## RECORDS SHOWN:
::::
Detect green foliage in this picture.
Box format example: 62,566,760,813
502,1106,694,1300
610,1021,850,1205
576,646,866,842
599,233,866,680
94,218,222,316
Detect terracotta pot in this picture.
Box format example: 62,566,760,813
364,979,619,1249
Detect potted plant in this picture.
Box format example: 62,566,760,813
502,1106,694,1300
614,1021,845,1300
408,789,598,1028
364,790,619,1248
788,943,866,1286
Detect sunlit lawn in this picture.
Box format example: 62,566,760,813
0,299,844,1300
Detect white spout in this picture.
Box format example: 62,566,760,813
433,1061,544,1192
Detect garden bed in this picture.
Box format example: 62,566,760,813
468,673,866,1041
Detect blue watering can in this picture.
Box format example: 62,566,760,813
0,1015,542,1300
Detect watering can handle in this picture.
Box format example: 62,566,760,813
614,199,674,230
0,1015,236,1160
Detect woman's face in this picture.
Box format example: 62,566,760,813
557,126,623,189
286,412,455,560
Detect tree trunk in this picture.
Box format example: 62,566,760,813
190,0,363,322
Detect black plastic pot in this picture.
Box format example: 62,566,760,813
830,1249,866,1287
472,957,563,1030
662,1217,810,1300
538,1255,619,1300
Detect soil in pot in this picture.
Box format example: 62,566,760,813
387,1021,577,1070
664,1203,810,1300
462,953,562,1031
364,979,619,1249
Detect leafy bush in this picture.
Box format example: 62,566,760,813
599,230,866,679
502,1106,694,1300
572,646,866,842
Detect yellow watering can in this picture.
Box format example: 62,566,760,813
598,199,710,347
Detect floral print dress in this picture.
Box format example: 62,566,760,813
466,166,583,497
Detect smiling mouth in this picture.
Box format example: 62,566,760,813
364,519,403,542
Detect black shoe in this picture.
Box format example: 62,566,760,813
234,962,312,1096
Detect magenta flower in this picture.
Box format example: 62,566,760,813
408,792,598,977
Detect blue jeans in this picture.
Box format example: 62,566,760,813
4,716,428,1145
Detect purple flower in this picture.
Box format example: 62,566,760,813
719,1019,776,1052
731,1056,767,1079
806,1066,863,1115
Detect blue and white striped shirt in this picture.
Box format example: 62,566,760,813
::::
## DIRECTIONS:
Could you return all of the records above word for word, each line unchanged and in its original order?

## WRITTEN SOLUTION:
Detect green foliage in this picture.
Box format example: 62,566,760,813
502,1106,694,1300
610,1021,850,1205
576,646,866,842
599,233,866,680
94,218,222,316
Detect terracotta pot in this picture.
Box format example: 62,566,760,813
364,979,619,1249
Detect potted plant in this picture.
Box format example: 62,566,760,813
502,1106,694,1300
614,1021,845,1300
408,789,598,1028
364,790,619,1248
788,943,866,1286
Detect sunlit lawn in this picture.
Box format example: 62,566,760,813
0,299,844,1300
Detect white spout in this picture.
Box format example: 62,566,760,813
433,1061,544,1192
Detect garden bed in this picture.
Box format example: 62,566,760,813
468,673,866,1041
Detect blue watering can in this picture.
Box format example: 62,566,760,813
0,1015,542,1300
Detect watering can handle in this picture.
Box format example: 62,566,760,813
614,199,674,230
0,1015,236,1160
Detect woman's face in this picture.
Box format example: 62,566,760,813
557,126,623,189
286,412,455,560
Detect tree trunk in this picture.
Box format example: 62,566,760,813
190,0,363,322
Detect black plastic pot in this picture.
Box format example: 62,566,760,813
830,1249,866,1287
472,957,563,1030
662,1217,810,1300
538,1255,619,1300
Detect soil in pot in this picture.
Box format example: 62,566,760,813
387,1021,577,1070
664,1203,810,1300
462,953,562,1031
364,979,619,1249
Detect leafy bush in this picture.
Box format example: 62,566,760,813
599,230,866,679
502,1106,694,1300
572,646,866,842
Detect yellow watering can in this picture.
Box format example: 62,566,760,813
598,199,710,347
Detect floral print dress in this picture.
Box format example: 62,566,760,813
466,166,583,497
Detect smiling mouth in this picture.
Box format example: 62,566,760,813
364,519,403,542
Detect black shoe in this picture.
Box format example: 62,566,760,813
234,962,312,1096
Detect magenta flower in this picture.
Box format example: 62,566,760,813
408,792,598,977
Detect blue jeans in this picture.
Box format example: 62,566,760,813
4,716,428,1145
Detect purple flower in this picture.
Box format example: 62,566,760,813
719,1019,776,1052
731,1056,767,1079
806,1066,863,1115
Detect blue and white striped shirt in this picture.
Box format example: 62,566,760,813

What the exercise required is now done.